During 2007, the Company acquired Simmel Difesa, an ammunition supply business; that same year, Richmond Electronics & Engineering, a business specialising in bomb disposal technology, was also purchased. In 2008, it went on to purchase Scot, a US specialist manufacturer of devices for aircraft emergency systems, space launch systems, and missiles; the firm was viewed as a natural counterpart to Chemring Energetics UK, an existing subsidiary. Another acquisition that year was Martin Electronics, a manufacturer of ammunition and fuses.

In 2009, Chemring acquired Hi-Shear Technology Corporation, a US leading manufacturer of high reliability energetic solutions that perform critical functions in key US space and defence programmes. In 2010, it purchased Roke Manor Research, a centre for advanced technology research and development based in Hampshire, UK from Siemens for £55m. By 2010, Chemring Group reportedly held roughly 50% of the global market for countermeasure flares, its market share having grown significantly over the previous decade; according to industry publication Flight International, much of the company's recent growth was attributable to the expanding countermeasures sector alone.

In 2011, the company acquired the Detection Systems operations and certain related assets of General Dynamics Armament and Technical Products, a subsidiary of General Dynamics Corporation; this entity has since operated as Chemring Detection Systems Inc, being a US leader in chemical and biological threat detection and has advanced capability in stand-off detection of improvised explosive devices. In 2012, Chemring disposed of its Marine interests, Chemring Marine, to Drew Marine.

In May 2014, Chemring acquired 3d-Radar AS, a Norwegian subsidiary of Curtiss-Wright Corporation, for $3 million; 3d-Radar AS was sold on during 2018. In 2016, Chemring acquired the key assets and technology of Wallop Defence Systems, a British subsidiary of Esterline, strengthening its air countermeasures portfolio.

==Operations==

Chemring Group operates in four market sectors:
- Countermeasures – protecting aircraft, ships and land platforms against guided missile threats
- Sensors & Electronics – equipment to detect and disable concealed IEDs (improvised explosive devices), unexploded ordnance, electronic warfare and chemical and biological threats
- Pyrotechnics & Munitions – products for use in navy, army and air force applications
- Energetic Systems – propellant, explosives, missile and ammunition components, thrusters, initiators and other components for the space sector

The corporation owns Chemring Nobel (as of 2023); formerly its name was Dyno Nobel.

• _Tasks to perform_
a) Condense the paragraph of the Chemring Group text beginning "In 2009, Chemring acquired Hi-Shear Technology Corporation" into a bulleted list that keeps its main facts.
b) Pick up the Chemring Group text after its last sentence and keep writing.

• _Records_
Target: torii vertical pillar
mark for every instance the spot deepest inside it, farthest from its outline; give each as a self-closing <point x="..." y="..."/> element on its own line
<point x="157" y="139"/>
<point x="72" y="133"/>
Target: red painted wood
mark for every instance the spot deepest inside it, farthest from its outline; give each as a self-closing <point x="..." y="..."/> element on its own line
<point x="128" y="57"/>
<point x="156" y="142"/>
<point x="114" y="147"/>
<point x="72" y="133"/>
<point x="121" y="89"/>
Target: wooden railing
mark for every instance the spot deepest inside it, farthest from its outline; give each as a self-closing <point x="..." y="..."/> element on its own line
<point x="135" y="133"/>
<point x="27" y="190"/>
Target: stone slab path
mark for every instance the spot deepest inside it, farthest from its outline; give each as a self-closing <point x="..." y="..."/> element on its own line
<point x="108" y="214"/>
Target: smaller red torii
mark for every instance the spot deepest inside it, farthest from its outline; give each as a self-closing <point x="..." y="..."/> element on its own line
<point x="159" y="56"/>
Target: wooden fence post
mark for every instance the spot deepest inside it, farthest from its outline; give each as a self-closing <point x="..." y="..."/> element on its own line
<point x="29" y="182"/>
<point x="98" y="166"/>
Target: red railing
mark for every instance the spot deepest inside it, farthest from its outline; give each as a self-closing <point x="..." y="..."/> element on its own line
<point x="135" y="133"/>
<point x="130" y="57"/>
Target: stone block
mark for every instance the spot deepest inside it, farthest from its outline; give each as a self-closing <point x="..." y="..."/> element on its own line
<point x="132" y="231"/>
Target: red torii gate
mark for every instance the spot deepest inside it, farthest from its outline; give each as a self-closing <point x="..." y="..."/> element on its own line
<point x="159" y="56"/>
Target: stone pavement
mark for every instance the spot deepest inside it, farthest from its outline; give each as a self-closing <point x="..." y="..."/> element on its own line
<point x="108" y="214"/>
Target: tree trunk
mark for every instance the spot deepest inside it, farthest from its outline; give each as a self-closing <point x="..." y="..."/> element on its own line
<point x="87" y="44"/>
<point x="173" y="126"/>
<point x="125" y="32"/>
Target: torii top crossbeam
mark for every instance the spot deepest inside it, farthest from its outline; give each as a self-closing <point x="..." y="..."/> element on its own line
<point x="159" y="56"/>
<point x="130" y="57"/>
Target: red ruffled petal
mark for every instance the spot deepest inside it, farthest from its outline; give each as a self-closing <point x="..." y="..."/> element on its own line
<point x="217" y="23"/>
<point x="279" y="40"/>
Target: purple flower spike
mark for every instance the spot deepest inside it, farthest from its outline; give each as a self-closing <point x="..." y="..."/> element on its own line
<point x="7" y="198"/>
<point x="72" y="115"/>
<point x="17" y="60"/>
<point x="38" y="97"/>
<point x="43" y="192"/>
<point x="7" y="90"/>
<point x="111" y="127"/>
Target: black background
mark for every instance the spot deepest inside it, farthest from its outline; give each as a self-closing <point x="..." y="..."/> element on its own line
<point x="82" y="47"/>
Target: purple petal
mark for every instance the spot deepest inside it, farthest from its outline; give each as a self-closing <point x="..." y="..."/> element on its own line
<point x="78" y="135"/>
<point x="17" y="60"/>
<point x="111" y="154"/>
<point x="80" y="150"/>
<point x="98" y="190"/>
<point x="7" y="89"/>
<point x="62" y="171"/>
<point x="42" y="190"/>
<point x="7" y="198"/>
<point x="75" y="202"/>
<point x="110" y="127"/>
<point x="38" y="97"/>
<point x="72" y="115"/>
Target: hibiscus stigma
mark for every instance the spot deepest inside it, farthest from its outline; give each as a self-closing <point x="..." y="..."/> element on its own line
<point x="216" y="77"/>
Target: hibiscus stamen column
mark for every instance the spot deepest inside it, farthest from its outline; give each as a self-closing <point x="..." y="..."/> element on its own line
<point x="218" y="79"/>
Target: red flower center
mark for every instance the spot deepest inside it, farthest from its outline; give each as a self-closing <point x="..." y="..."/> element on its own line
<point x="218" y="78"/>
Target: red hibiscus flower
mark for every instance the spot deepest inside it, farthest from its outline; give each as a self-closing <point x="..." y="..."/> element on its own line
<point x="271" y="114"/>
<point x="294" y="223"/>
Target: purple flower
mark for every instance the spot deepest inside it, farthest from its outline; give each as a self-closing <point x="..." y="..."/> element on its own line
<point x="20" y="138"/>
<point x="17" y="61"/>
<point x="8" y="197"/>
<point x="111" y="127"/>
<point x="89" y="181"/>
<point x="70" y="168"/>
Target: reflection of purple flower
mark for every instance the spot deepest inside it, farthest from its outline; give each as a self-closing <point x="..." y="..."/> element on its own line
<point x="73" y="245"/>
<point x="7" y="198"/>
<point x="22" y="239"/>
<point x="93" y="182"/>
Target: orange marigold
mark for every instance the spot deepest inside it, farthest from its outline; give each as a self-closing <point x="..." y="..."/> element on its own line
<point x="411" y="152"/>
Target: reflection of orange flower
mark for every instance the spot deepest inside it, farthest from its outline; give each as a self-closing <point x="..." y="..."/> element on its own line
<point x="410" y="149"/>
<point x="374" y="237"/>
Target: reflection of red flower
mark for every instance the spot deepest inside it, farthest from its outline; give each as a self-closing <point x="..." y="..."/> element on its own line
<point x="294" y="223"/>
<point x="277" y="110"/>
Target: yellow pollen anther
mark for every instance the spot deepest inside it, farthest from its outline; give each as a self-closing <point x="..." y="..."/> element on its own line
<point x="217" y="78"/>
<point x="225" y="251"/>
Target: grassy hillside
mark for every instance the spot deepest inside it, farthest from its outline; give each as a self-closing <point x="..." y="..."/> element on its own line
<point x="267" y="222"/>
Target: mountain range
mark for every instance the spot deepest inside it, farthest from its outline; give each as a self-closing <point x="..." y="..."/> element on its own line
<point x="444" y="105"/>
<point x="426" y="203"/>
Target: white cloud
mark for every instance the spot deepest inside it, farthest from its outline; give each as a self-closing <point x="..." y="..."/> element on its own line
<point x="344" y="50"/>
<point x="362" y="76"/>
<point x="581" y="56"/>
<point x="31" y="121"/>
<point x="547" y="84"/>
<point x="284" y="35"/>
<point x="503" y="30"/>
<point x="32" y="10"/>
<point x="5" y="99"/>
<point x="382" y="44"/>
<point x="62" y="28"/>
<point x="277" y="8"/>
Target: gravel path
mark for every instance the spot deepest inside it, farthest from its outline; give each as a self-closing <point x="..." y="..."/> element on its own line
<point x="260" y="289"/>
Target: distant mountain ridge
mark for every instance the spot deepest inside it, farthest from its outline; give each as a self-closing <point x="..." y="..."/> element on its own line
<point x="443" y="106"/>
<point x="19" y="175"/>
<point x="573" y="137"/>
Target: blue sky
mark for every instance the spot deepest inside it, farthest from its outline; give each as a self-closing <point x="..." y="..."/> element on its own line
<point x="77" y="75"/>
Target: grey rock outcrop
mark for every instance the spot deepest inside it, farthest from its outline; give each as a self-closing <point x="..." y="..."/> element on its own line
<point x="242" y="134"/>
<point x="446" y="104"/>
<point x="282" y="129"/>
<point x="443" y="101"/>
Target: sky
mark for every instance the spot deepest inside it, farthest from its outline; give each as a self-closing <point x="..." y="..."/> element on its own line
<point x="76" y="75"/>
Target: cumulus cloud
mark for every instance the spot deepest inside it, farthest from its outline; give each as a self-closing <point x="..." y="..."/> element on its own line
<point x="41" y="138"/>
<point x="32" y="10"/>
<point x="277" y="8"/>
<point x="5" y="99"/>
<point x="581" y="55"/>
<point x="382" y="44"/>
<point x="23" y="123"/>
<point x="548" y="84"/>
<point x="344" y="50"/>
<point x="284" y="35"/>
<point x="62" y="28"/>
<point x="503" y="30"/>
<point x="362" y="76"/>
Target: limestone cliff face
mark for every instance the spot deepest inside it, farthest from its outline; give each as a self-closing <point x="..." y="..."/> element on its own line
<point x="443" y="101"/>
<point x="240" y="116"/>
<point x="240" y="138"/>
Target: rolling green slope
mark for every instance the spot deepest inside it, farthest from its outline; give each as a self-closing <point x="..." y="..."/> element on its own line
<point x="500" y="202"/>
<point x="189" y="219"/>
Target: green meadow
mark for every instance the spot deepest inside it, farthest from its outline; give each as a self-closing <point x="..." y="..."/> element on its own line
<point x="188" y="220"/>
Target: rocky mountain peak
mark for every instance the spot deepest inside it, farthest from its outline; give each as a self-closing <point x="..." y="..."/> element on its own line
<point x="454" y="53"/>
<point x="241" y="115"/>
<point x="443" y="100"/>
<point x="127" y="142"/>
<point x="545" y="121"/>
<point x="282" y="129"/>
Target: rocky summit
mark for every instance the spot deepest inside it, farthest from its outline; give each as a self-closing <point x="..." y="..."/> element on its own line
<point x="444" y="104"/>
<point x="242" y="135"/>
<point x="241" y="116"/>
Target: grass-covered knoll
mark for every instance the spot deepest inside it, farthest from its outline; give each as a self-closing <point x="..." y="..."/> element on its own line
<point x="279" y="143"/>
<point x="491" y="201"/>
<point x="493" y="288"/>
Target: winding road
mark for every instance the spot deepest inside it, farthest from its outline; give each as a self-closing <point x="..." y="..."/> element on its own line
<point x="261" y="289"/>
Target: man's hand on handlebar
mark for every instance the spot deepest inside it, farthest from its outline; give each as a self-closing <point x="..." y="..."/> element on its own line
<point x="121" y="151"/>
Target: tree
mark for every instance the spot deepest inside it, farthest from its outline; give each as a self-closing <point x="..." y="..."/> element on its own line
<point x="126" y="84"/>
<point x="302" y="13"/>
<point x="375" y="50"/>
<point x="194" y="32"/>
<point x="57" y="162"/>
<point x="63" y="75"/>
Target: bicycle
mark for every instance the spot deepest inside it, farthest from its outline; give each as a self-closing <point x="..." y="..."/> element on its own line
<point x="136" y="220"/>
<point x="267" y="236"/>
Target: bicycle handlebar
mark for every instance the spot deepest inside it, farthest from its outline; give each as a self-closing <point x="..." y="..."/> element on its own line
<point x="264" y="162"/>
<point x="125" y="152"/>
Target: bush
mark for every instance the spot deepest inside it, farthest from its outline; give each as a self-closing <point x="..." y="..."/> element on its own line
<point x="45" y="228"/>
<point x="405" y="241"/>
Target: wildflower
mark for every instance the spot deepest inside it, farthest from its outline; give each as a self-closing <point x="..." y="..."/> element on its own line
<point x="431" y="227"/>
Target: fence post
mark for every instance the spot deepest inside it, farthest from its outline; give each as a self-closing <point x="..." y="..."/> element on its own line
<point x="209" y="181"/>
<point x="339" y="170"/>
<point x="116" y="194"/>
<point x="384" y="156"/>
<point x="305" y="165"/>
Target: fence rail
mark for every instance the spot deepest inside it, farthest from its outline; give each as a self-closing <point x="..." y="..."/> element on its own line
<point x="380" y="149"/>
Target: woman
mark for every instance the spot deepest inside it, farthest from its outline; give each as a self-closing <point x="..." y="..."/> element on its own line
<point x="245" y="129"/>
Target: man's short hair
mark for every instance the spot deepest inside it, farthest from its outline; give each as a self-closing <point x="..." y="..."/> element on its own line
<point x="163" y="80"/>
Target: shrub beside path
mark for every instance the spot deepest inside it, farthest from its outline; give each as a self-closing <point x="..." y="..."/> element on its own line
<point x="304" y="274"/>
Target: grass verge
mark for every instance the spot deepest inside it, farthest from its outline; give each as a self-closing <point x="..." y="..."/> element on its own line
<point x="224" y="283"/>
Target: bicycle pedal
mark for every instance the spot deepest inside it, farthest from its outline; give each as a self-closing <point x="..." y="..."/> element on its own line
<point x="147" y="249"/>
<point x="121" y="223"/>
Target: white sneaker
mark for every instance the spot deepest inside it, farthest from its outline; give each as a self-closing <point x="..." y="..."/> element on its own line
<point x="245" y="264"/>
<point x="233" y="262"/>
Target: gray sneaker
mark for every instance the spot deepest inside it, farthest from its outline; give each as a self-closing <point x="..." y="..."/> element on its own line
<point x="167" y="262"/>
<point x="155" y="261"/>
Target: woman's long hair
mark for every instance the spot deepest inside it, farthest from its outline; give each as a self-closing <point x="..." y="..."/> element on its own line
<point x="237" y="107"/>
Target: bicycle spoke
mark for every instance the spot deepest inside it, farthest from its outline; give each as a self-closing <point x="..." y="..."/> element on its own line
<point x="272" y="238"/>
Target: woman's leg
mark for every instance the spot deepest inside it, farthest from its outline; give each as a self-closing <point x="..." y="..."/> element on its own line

• _Task results_
a)
- 2009: Chemring acquired Hi-Shear Technology Corporation, a leading US manufacturer of high-reliability energetic solutions that perform critical functions in key US space and defense programs.
- 2010: Chemring bought Roke Manor Research, a Hampshire, UK center for advanced technology research and development, from Siemens for £55m.
- By 2010: Chemring Group reportedly held about 50% of the global countermeasure flare market, after its share grew significantly over the previous decade.
- Flight International attributed much of the company's recent growth to the expanding countermeasures sector alone.

b)
==Controversy==
In 2002, a report on the BBC Today programme claimed that a salesman from PW Defence, a Chemring subsidiary, had agreed to sell landmines to an undercover reporter. The anti-personnel weapons were outlawed in the UK in 1998, following the signing of the Ottawa Treaty. Chemring Group insisted that it had never manufactured such products and had halted sales well in advance of the ban; six months later, it was exonerated of any wrongdoing; a dispute over the allegation was still ongoing between the BBC and Chemring two years later.

In 2011, it was revealed that CS gas produced by Chemring had been used against civilian pro-democracy protesters in the 2011 Egyptian revolution. Later in 2014, it was also revealed that tear gas used against demonstrators in the 2014 Hong Kong protests was provided by Chemring. In June 2019, following the use of CS Gas and other crowd-control measures by authorities against demonstrators in the 2019–20 Hong Kong protests, the UK Government ordered an immediate end to such sales to the region.

In 2018, it was announced that the UK's Serious Fraud Office (SFO) had opened an investigation into corruption and money laundering by Chemring Group following a report from Chemring's subsidiary, Chemring Technology Solutions (CTSL), which is also being investigated. A SFO spokesperson has stated that the inquiry is focused upon "the conduct of business by Chemring Group and CTSL".